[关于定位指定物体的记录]
□ □ □

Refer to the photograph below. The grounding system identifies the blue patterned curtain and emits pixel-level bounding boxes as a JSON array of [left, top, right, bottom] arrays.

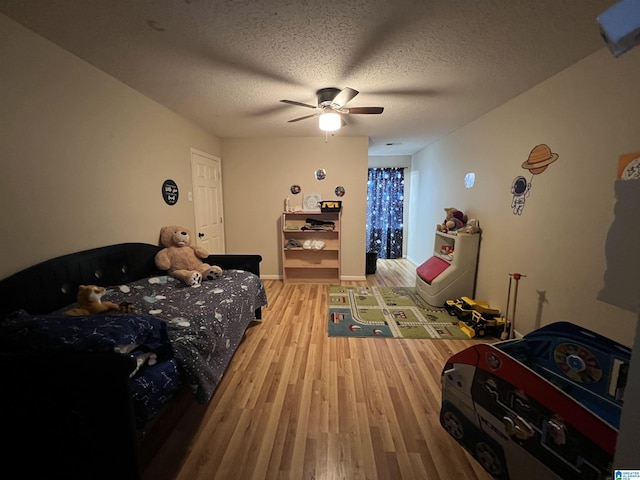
[[367, 168, 404, 258]]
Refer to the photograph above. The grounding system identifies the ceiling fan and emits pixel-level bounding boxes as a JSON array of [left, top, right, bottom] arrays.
[[280, 87, 384, 131]]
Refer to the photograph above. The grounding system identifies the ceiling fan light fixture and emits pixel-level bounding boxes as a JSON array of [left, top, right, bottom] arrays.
[[318, 112, 342, 132]]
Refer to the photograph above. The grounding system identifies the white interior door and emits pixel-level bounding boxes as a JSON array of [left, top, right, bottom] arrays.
[[191, 149, 225, 253]]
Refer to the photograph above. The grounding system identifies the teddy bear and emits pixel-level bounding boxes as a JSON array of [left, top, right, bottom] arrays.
[[155, 226, 222, 286], [457, 218, 482, 233], [436, 207, 467, 233], [64, 285, 135, 316]]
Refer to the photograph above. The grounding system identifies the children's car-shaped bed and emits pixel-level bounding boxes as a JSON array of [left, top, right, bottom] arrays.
[[440, 322, 631, 480]]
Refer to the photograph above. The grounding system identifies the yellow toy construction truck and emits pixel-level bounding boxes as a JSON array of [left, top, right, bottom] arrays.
[[445, 297, 509, 338]]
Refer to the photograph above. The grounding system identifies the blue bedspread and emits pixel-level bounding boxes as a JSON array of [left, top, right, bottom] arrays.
[[92, 270, 267, 403], [0, 270, 267, 427]]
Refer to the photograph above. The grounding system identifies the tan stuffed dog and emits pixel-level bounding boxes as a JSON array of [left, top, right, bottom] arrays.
[[156, 226, 222, 286], [64, 285, 135, 316]]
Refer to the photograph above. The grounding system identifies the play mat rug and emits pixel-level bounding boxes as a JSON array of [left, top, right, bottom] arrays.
[[328, 285, 469, 340]]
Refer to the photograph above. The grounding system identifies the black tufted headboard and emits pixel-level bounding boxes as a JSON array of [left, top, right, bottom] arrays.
[[0, 243, 262, 318]]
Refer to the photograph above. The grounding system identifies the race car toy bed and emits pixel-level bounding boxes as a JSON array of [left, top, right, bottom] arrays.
[[0, 243, 267, 479]]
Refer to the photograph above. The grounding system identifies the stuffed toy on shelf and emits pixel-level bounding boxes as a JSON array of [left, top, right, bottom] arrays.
[[436, 207, 467, 233]]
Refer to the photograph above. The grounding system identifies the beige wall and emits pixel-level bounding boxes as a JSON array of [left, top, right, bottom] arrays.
[[409, 48, 640, 345], [0, 15, 220, 278], [222, 136, 368, 279]]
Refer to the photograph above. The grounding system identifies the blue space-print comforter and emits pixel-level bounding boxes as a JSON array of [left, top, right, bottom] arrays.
[[104, 270, 267, 403]]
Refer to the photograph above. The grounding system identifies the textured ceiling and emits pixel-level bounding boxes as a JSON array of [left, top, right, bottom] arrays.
[[0, 0, 615, 155]]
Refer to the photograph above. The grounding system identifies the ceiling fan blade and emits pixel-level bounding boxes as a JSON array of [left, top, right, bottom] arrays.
[[280, 100, 318, 108], [288, 113, 316, 123], [331, 87, 360, 108], [344, 107, 384, 114]]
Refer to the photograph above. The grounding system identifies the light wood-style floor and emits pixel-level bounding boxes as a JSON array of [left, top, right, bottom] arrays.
[[144, 260, 490, 480]]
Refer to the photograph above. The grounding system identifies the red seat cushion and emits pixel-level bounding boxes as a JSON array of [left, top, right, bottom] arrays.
[[416, 257, 449, 283]]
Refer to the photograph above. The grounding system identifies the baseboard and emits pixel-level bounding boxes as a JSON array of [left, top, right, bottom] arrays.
[[260, 274, 282, 280], [405, 257, 424, 266]]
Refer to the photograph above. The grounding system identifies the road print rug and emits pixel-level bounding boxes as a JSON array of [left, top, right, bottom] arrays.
[[328, 285, 469, 340]]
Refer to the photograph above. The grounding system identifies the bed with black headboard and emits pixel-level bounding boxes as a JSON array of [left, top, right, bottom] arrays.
[[0, 243, 267, 479]]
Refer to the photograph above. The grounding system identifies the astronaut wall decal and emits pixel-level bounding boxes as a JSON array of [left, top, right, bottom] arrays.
[[511, 143, 559, 215]]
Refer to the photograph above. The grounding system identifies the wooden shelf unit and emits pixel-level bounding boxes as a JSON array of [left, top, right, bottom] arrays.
[[281, 212, 341, 283]]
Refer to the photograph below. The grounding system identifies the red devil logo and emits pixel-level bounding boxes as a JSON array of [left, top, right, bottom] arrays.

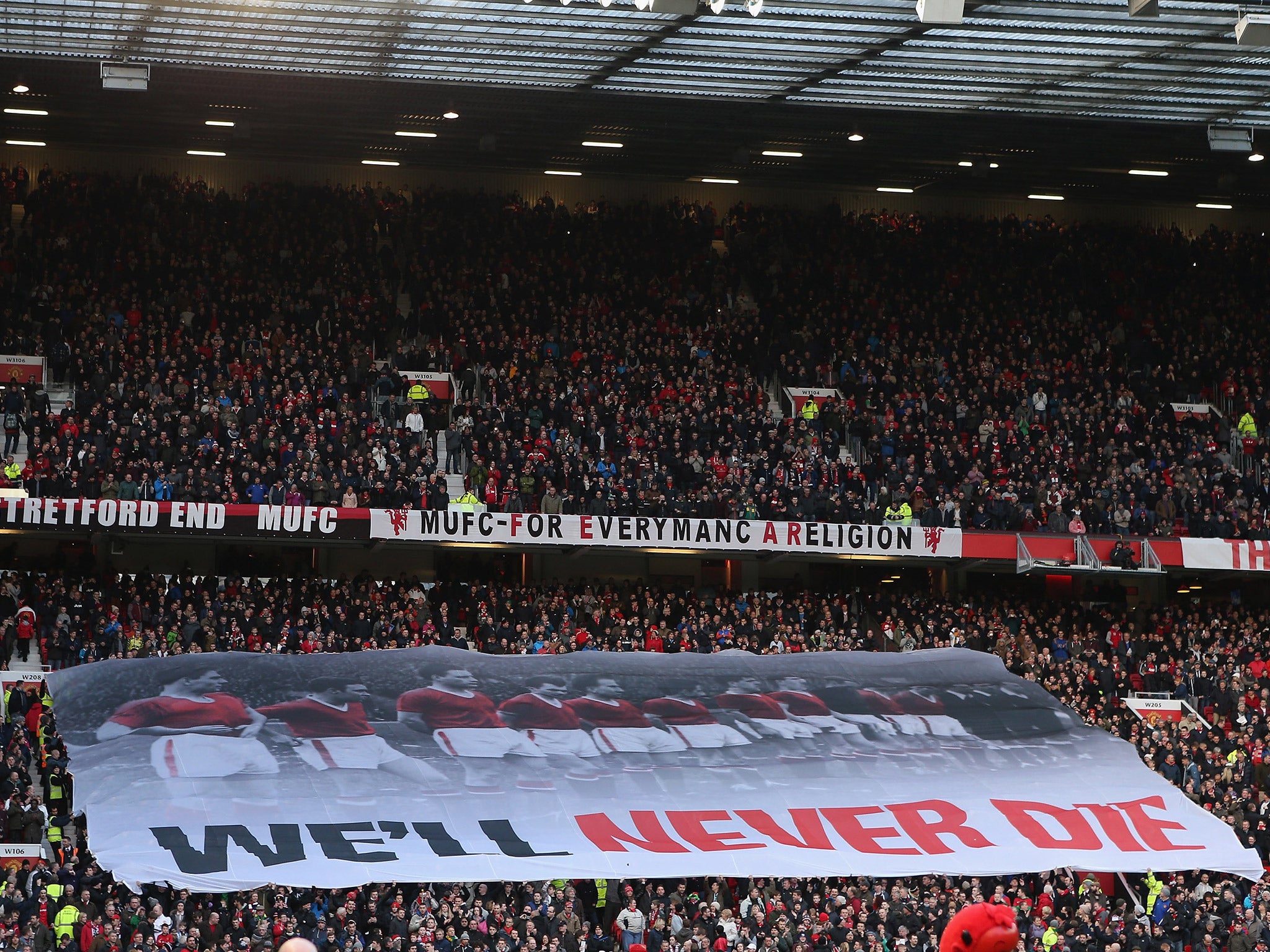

□ □ □

[任务指令]: 请将以上全部记录重新写出，把其中的“grounding system”一律改为“localization tool”，其余内容保持不变。输出中不要包含图片。

[任务输出]:
Refer to the photograph below. The localization tool identifies the blue patterned curtain and emits pixel-level bounding boxes as a JSON array of [left, top, right, bottom] arrays.

[[367, 168, 404, 258]]
Refer to the photograph above. The localization tool identifies the ceiling fan and emits pixel-level bounding boxes as a JSON array of [left, top, right, bottom] arrays.
[[280, 87, 384, 131]]
Refer to the photograph above. The localization tool identifies the ceiling fan light fixture and emits pixel-level bounding boxes as a JSON array of [left, top, right, bottom] arrays.
[[318, 112, 342, 132]]
Refer to the photograph above. The localization tool identifies the white interior door and emits pixel-level bounding boxes as a JSON array of [left, top, right, bottom] arrays.
[[191, 149, 225, 253]]
Refer to the photograph above. The localization tool identifies the teddy bear and emits pixel-level bounding boxes as a JSON array of [left, top, right, bottom] arrays.
[[155, 226, 222, 286], [457, 218, 482, 233], [436, 207, 467, 233], [64, 285, 135, 316]]
Refer to the photograph above. The localization tool identifies the children's car-shaped bed and emits pixel-level bounding boxes as a JSON array of [left, top, right, bottom] arrays.
[[440, 322, 631, 480]]
Refer to the photograph above. The localization tool identifies the yellow toy construction truck and emits pixel-level bounding boxes as a JSON array of [left, top, right, bottom] arrays.
[[445, 297, 509, 338]]
Refer to the photograph above. The localization tool identifies the blue bedspread and emits pixel-level bounding boxes as a JSON array of [left, top, right, bottom] arrays.
[[92, 270, 267, 403], [0, 270, 267, 427]]
Refer to the photograph above. The localization tool identifies the tan stuffed dog and emits pixel-level bounding boxes as a JSON array of [left, top, right, bottom] arrays.
[[156, 226, 222, 286], [64, 285, 135, 316]]
Refer to the photograph above. The localization tool identifies the play mat rug and emits pixel-level bounding boxes as a JSON array of [left, top, right, bottom] arrays.
[[328, 285, 469, 340]]
Refer to the photograph above. The localization tool identifies the black tufted headboard and emits pixel-level bounding boxes as a JSON array of [left, top, right, bottom] arrays.
[[0, 243, 262, 318]]
Refer to the photograph above. The localization tool identifies the race car toy bed and emits pixel-level bounding boxes as a JSON array of [left, top, right, bottom] arrays.
[[0, 243, 267, 479]]
Refer to the photograph above. The localization tool identifies the stuffed toy on shelf and emits pixel-level bounding boxes as a JSON array of [left, top, right, bottom] arrays.
[[436, 207, 467, 233]]
Refer to the photograph above. The localization tool identifies the beige wall and emits pixel-level bounding boxes as a JSON array of [left, top, right, bottom] arrays.
[[409, 48, 640, 345], [0, 15, 220, 278], [222, 136, 368, 279]]
Refer to the photograph above. The localization tool identifies the blue space-print comforter and emits pixel-level bounding boxes as a JSON array of [left, top, right, bottom] arrays.
[[104, 270, 267, 403]]
Refer to the photograph above. The localization tool identifies the textured ceiling and emits pixel-level bounding boxes as a JSON array of [left, top, right, bottom] arrays.
[[0, 0, 615, 155]]
Refer to the photograph above. The localization tool identifies the ceiling fan blade and emits pixel-level bounding boxes as a JSON array of [left, top, right, bottom] arrays.
[[280, 100, 318, 108], [288, 113, 316, 123], [331, 87, 360, 108], [344, 107, 384, 114]]
Refer to the photograph above. The localization tool identifies the light wood-style floor and emits pixel-level bounding boxes as a JSON array of [left, top, right, bottom] arrays.
[[144, 260, 490, 480]]
Refer to the photograph above. The localization tool identifies the red seat cushion and emits pixel-level bounding boxes as a JSON array of [left, top, right, bottom] arrays.
[[416, 257, 449, 283]]
Refer to the photograph above. The localization tool identifies the baseboard and emits pixel-level bounding boxes as a JSON array of [left, top, right, bottom] arrays.
[[260, 274, 282, 280], [405, 257, 424, 266]]
Refer to the photograph above. The localization tool identifies the road print rug and emits pixel-level bounding boxes as a JSON array of [left, top, right, bottom] arrays.
[[328, 285, 469, 340]]
Refer to the photograph above. The localization tool identifies the bed with black headboard and emits pixel-level bounding boxes as a JSON array of [left, top, right, bottom] arrays.
[[0, 243, 267, 479]]
Refer to the photograph above. The localization tool identifies the astronaut wall decal and emits pixel-level bounding boxes as a JSON array of [left, top, right, bottom] arrays.
[[511, 143, 559, 215]]
Refer to the photograph above. The localization tool identifies the wooden shelf unit and emits pixel-level bounding boxes as a JSON array of [left, top, right, bottom] arrays.
[[281, 212, 341, 283]]
Refer to the photograph below. The localization tool identifies the red devil logo and emits pixel-level bounding boxes as a JSON array of [left, top, right, bottom] arrays.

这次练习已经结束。